→ **Exercise**:
Recast each line of the material below as an entry in a numbered list, omitting any blank lines.

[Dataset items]
******

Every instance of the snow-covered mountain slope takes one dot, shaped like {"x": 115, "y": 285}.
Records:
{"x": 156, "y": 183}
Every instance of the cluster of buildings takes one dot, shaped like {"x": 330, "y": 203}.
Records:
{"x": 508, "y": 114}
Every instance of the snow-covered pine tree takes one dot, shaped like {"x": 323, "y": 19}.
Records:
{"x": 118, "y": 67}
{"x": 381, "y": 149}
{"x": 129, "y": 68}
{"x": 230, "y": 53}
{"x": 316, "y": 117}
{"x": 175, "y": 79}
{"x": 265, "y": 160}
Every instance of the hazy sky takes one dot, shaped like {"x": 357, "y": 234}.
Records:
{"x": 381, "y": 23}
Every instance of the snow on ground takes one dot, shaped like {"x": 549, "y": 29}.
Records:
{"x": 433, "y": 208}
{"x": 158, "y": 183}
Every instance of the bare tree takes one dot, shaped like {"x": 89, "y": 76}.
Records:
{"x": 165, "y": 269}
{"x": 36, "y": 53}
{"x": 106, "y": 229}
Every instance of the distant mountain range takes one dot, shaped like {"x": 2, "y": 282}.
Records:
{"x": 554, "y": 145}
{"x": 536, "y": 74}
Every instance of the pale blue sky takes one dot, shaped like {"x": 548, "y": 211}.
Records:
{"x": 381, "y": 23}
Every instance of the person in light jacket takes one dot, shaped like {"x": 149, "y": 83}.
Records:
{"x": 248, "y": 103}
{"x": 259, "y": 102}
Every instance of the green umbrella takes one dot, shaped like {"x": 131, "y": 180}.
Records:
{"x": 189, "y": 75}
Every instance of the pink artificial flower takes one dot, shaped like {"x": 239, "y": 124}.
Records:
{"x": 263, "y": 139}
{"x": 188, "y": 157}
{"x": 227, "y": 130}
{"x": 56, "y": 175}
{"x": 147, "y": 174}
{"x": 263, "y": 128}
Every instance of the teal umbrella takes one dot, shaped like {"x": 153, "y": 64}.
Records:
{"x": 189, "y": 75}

******

→ **Correct output**:
1. Every instance of the snow-covered mountain slope takes one dot, shaped like {"x": 115, "y": 285}.
2. Records:
3. {"x": 156, "y": 183}
4. Every instance of the cluster of buildings takes one dot, shaped like {"x": 330, "y": 203}.
5. Records:
6. {"x": 508, "y": 114}
7. Every instance of the snow-covered pine tree takes one dot, shaped like {"x": 323, "y": 19}.
8. Records:
9. {"x": 118, "y": 67}
10. {"x": 381, "y": 149}
11. {"x": 129, "y": 68}
12. {"x": 230, "y": 53}
13. {"x": 316, "y": 117}
14. {"x": 175, "y": 79}
15. {"x": 265, "y": 160}
16. Every instance of the hazy sky takes one dot, shaped like {"x": 357, "y": 234}.
17. Records:
18. {"x": 381, "y": 23}
19. Every instance of the snow on ground takes one dot, shaped like {"x": 549, "y": 29}.
20. Records:
21. {"x": 433, "y": 208}
22. {"x": 158, "y": 183}
23. Every instance of the bare tree takes one dot, shaped like {"x": 89, "y": 76}.
24. Records:
25. {"x": 165, "y": 269}
26. {"x": 36, "y": 53}
27. {"x": 106, "y": 229}
28. Every instance of the distant mountain range takes one dot, shaped like {"x": 2, "y": 282}.
29. Records:
30. {"x": 554, "y": 145}
31. {"x": 536, "y": 74}
32. Every instance of the pale blue sky takes one dot, shaped like {"x": 548, "y": 211}.
33. Records:
34. {"x": 381, "y": 23}
35. Every instance of the person in light jacket takes one dot, shaped like {"x": 149, "y": 83}.
36. Records:
37. {"x": 248, "y": 103}
38. {"x": 259, "y": 102}
39. Every instance of the green umbrella takes one dot, shaped like {"x": 131, "y": 180}.
40. Records:
41. {"x": 189, "y": 75}
42. Every instance of the pink artificial flower takes one dot, shaped like {"x": 239, "y": 124}.
43. Records:
44. {"x": 263, "y": 139}
45. {"x": 188, "y": 157}
46. {"x": 227, "y": 130}
47. {"x": 56, "y": 175}
48. {"x": 147, "y": 174}
49. {"x": 263, "y": 128}
50. Every instance of the teal umbrella takes one dot, shaped like {"x": 153, "y": 64}.
51. Records:
52. {"x": 189, "y": 75}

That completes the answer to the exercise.